Problem statement: Give each line of the rows below as a JSON list of strings, one string per line, skipping blank lines. Leave the pictures out.

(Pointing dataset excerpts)

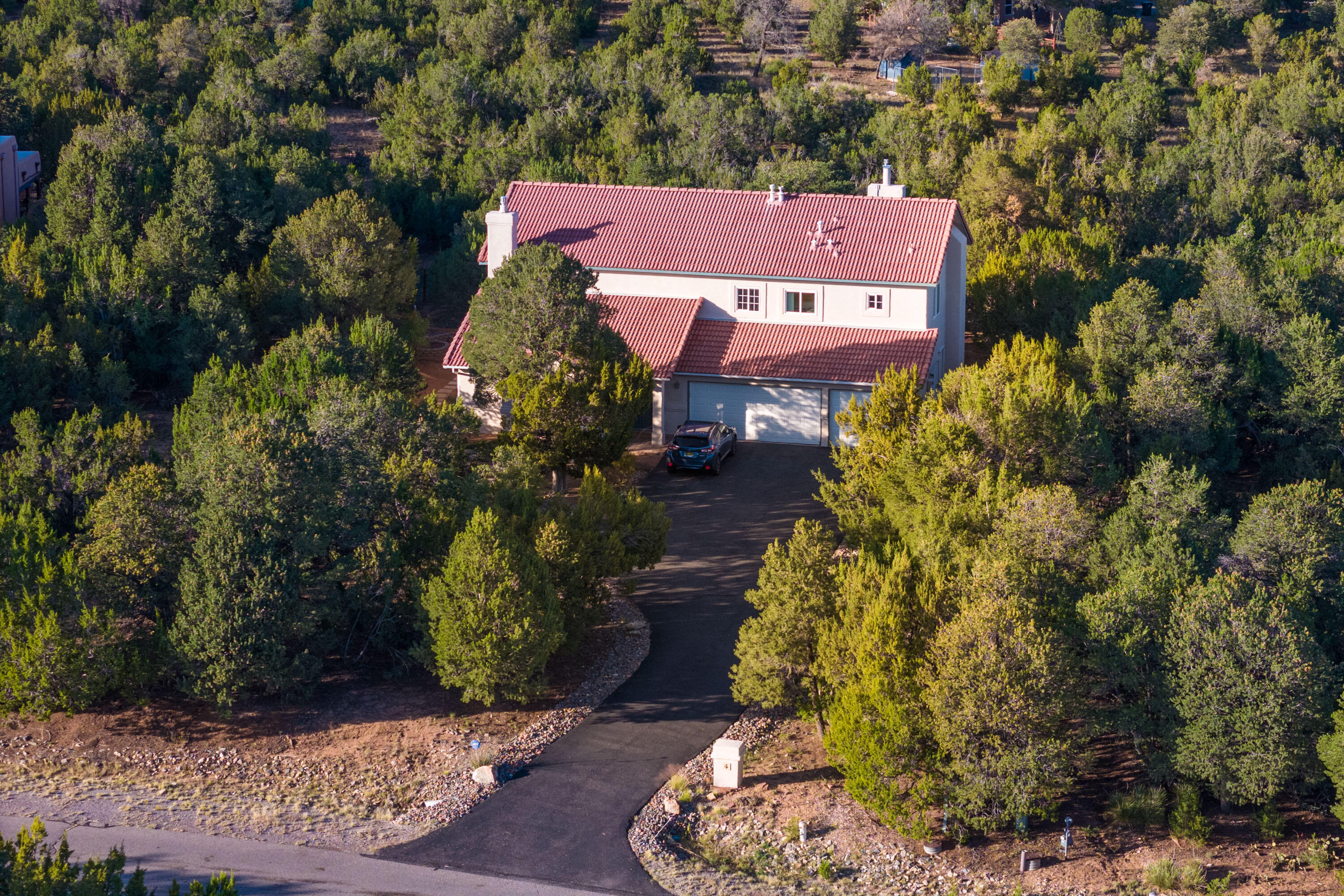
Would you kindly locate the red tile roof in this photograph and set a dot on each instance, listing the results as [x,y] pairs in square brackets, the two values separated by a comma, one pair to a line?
[803,353]
[654,328]
[737,233]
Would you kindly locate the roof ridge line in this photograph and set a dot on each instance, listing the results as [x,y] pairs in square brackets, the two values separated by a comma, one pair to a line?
[714,190]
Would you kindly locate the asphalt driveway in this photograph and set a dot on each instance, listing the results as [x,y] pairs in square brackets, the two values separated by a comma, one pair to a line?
[566,820]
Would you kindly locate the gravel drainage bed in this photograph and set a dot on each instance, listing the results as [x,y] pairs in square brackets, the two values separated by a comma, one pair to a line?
[452,796]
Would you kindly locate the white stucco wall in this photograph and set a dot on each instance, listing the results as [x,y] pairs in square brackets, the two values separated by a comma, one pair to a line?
[836,304]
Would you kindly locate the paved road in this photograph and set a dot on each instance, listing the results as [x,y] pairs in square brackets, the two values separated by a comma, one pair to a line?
[566,820]
[275,870]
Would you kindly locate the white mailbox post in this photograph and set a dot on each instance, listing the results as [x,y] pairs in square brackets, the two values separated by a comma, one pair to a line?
[728,762]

Exercise answer:
[
  "Would you kindly locate the red tile roof in this photograph and set a dot on each instance, listing the results as [x,y] pairs in square brackets, the two values separated by a comma, one pair to a line?",
  "[803,353]",
  "[654,328]",
  "[737,233]",
  "Would you kindly locate the roof ridge line in this photograph and set a dot on each instance, listing the results as [x,y] pairs in square brackets, the two values separated by a comma, one pair to a line?",
  "[714,190]",
  "Would you kindly locate the asphalt driveway in this photograph and set a dot on each instance, listing the results as [x,y] pairs in square brackets, the two values separated by a comma, one pair to a line?",
  "[566,820]",
  "Would you kindly locate the gravel drainage bed in this photograph and set a dot on each instance, listing the results as [x,y] pairs in square brackets, the two values separated by a comma, one pair to a line?",
  "[452,796]",
  "Would you kindly locate the white stucco wall in this photograph and set a dot on each instance, listing the results as [x,y] pairs in square brackets, the two values separated by a comma, one pair to a line?",
  "[836,304]",
  "Would you kindly locate the paved road in this photograph and set a dot on each instance, listing the results as [x,y] pairs in square brackets, the two values separated by a comma, one pair to a line?",
  "[566,820]",
  "[275,870]",
  "Would you kindly locate the white mailbox post in this photograph and set a dot on each instance, listing the results as [x,y] pairs in square brackets, the two values separated by a comma, one pair to a line?",
  "[728,762]"
]